• [Activity] What lines of the listing below contain the word "roof"? Copy each of them out.

• [Recorded data]
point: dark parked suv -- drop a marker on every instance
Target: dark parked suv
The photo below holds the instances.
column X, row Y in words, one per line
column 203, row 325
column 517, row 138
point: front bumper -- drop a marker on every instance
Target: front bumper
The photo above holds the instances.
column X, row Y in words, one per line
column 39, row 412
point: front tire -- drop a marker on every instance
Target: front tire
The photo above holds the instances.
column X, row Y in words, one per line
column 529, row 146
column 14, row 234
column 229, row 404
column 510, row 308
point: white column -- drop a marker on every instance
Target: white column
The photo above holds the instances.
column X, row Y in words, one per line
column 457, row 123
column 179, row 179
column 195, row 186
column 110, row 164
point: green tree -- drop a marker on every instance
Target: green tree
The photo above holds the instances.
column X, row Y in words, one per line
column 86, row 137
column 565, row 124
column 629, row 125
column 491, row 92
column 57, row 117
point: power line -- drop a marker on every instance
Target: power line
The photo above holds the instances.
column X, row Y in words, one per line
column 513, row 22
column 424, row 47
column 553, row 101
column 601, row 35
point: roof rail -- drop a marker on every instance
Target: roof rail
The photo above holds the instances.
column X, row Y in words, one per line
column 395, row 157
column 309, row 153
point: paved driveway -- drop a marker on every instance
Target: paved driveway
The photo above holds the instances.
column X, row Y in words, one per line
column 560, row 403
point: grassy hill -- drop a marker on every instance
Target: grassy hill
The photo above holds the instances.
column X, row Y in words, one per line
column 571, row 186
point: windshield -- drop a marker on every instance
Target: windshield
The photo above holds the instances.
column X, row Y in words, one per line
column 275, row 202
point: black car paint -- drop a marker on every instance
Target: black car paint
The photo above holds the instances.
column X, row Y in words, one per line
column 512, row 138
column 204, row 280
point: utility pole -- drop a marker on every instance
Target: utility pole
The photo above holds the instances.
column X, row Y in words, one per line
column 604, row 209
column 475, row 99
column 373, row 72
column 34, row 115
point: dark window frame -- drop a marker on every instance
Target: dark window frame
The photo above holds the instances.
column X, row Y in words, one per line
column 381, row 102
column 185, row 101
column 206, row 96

• [Solution to the problem]
point: roof rail -- drop a marker on every instance
Target: roof rail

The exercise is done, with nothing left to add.